Provided records START

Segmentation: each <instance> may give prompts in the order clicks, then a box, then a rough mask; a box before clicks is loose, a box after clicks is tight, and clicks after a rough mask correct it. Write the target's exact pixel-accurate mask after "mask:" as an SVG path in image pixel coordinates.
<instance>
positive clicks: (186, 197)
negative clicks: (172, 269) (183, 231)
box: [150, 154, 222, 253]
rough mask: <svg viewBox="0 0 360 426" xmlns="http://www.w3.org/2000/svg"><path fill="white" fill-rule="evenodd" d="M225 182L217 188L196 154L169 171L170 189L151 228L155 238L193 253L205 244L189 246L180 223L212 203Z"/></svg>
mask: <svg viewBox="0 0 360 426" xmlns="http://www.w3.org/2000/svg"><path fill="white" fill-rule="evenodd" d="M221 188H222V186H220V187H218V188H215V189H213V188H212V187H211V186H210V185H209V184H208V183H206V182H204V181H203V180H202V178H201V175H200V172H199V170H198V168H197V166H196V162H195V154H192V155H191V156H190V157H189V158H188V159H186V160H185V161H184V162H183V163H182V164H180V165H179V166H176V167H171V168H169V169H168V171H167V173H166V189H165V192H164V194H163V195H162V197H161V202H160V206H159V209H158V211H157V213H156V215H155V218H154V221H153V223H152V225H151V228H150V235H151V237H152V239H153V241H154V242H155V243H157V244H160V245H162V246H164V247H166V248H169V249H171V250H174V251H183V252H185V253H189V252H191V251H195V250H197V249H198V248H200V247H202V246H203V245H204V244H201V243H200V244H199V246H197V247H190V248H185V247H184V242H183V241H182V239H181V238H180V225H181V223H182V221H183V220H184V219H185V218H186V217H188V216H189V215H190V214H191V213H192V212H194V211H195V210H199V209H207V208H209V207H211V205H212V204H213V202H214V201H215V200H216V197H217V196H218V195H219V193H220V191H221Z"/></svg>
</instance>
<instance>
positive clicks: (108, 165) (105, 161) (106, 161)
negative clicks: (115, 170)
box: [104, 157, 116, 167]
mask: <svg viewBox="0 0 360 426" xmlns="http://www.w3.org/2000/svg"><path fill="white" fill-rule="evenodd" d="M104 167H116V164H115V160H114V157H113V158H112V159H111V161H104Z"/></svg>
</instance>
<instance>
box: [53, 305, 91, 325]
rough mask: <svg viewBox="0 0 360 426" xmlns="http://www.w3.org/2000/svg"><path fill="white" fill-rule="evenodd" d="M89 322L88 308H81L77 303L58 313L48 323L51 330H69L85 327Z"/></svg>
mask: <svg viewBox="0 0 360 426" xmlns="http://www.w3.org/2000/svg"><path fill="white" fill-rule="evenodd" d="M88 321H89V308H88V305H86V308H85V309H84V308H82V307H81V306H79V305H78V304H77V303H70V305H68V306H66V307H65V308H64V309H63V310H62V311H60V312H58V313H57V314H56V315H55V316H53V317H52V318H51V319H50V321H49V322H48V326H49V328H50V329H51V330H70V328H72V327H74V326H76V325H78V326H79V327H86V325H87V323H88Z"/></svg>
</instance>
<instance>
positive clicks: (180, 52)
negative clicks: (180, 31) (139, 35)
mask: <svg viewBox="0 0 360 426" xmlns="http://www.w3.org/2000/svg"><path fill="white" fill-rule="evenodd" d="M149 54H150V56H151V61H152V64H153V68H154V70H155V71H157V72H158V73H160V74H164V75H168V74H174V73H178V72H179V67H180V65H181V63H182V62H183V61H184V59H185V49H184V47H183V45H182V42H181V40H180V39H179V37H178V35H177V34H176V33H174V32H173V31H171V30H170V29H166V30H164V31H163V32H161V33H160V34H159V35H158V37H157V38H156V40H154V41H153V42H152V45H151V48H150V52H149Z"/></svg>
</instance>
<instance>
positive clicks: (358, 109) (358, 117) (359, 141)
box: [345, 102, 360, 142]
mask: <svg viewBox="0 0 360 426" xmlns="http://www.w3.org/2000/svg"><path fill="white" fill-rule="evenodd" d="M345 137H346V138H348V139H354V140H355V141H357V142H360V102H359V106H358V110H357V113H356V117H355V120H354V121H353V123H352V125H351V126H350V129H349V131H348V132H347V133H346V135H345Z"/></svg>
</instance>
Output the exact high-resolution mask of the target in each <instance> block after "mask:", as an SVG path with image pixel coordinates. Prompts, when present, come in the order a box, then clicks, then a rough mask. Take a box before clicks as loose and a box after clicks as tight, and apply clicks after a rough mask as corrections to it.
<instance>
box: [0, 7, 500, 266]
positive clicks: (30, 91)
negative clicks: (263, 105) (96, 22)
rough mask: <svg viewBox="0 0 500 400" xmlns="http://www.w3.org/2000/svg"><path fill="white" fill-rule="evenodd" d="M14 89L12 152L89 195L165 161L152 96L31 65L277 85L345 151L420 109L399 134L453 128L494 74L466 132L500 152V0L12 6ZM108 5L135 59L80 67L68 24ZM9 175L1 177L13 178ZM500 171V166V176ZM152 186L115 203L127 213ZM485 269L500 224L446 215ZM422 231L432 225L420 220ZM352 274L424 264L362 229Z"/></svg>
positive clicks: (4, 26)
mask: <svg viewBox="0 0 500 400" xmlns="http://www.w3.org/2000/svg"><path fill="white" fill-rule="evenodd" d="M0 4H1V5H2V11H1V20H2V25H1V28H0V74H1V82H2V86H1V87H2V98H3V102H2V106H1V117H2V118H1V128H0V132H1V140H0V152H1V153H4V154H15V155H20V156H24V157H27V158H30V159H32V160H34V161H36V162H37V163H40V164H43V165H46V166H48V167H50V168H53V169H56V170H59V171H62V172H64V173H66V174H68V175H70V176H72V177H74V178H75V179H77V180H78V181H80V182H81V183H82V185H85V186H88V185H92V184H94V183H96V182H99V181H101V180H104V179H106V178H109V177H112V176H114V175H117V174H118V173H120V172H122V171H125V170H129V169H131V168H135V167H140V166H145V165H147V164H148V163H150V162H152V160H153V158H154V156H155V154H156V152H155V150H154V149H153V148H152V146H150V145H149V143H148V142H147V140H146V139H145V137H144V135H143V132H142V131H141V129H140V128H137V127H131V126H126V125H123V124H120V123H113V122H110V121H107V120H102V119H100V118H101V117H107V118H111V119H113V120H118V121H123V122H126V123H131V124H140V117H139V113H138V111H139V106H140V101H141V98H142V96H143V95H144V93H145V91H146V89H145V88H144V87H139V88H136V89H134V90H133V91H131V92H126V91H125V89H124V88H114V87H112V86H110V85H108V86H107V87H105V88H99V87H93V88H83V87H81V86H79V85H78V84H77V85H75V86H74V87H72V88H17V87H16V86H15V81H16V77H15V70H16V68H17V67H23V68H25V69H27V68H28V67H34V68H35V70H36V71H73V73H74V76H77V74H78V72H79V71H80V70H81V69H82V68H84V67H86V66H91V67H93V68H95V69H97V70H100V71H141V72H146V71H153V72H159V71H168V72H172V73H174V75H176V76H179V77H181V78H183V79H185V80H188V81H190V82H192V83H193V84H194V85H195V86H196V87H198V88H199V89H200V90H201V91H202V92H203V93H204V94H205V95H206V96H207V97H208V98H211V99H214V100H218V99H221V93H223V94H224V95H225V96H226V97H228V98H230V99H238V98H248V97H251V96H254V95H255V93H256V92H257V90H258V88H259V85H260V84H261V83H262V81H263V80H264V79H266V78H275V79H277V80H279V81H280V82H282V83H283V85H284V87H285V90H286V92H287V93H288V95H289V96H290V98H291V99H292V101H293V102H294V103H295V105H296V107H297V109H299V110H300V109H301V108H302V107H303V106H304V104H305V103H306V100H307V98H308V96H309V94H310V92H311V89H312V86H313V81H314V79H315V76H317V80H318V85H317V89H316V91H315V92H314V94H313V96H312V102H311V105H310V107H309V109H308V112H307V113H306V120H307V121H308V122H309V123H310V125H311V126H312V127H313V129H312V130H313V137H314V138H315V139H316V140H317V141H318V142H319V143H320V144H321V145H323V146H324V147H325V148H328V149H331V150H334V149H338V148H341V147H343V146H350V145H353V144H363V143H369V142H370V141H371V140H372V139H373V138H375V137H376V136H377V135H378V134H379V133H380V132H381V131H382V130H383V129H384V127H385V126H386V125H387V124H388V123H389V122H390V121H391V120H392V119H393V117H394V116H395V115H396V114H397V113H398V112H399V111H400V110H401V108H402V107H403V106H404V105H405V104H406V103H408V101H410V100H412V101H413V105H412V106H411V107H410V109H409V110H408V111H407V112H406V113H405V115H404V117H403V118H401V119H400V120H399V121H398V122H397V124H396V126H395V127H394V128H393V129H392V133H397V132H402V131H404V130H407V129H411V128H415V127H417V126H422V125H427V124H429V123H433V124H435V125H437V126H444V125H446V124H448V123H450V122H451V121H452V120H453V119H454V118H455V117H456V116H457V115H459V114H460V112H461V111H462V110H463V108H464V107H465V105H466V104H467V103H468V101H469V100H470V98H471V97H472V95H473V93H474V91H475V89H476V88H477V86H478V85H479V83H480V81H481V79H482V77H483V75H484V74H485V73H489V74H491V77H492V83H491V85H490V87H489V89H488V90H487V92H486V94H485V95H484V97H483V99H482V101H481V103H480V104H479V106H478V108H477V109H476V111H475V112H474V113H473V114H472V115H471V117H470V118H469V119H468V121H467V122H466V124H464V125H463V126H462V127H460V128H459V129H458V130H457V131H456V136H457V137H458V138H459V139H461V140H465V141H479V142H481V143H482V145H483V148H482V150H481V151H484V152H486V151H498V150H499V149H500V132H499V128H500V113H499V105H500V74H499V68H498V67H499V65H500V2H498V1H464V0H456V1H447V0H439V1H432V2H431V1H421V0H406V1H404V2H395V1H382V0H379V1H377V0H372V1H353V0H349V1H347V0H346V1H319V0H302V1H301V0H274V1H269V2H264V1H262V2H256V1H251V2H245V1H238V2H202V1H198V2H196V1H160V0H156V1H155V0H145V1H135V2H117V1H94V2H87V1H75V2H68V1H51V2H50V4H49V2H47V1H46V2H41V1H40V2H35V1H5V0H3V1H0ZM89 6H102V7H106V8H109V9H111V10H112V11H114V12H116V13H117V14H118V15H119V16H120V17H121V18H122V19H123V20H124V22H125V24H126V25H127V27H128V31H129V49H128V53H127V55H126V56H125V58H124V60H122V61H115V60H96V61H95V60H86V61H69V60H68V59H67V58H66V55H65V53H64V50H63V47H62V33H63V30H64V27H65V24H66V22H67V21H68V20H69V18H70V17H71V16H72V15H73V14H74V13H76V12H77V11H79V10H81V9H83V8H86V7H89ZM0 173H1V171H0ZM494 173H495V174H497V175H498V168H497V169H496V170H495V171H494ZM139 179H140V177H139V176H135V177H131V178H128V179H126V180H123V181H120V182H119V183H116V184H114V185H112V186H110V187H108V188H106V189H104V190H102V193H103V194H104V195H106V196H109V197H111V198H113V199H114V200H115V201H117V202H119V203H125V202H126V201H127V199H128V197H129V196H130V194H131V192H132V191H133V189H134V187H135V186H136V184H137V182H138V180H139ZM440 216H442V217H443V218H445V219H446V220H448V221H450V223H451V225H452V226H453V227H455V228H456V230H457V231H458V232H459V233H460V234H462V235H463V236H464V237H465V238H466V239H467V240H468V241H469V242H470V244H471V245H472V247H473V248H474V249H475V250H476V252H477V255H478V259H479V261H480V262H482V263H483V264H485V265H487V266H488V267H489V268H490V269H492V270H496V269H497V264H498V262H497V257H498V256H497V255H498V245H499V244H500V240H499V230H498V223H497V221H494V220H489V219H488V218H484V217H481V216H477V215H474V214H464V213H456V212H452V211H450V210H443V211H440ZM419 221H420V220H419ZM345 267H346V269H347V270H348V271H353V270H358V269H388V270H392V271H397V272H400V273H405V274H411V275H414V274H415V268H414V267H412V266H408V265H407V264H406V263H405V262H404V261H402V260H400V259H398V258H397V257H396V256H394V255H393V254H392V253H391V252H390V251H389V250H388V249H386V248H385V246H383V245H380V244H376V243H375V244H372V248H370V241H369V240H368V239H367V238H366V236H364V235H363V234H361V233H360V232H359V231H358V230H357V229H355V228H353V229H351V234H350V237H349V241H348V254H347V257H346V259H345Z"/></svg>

Provided records END

- _Requirement_:
When the line with "negative clicks: (263, 105) (96, 22)" is reached in the data above, begin copying, and stop after the line with "89L12 152L89 195L165"; copy each line exactly, both ends included.

- _Response_:
negative clicks: (263, 105) (96, 22)
rough mask: <svg viewBox="0 0 500 400" xmlns="http://www.w3.org/2000/svg"><path fill="white" fill-rule="evenodd" d="M14 89L12 152L89 195L165 161L152 96L31 65L277 85L345 151L420 109L399 134L453 128L494 74L466 132L500 152V0L12 6ZM108 5L135 59L80 67L68 24ZM9 175L1 177L13 178ZM500 171V166V176ZM152 186L115 203L127 213ZM485 269L500 224L446 215ZM422 231L432 225L420 220ZM352 274L424 264L362 229Z"/></svg>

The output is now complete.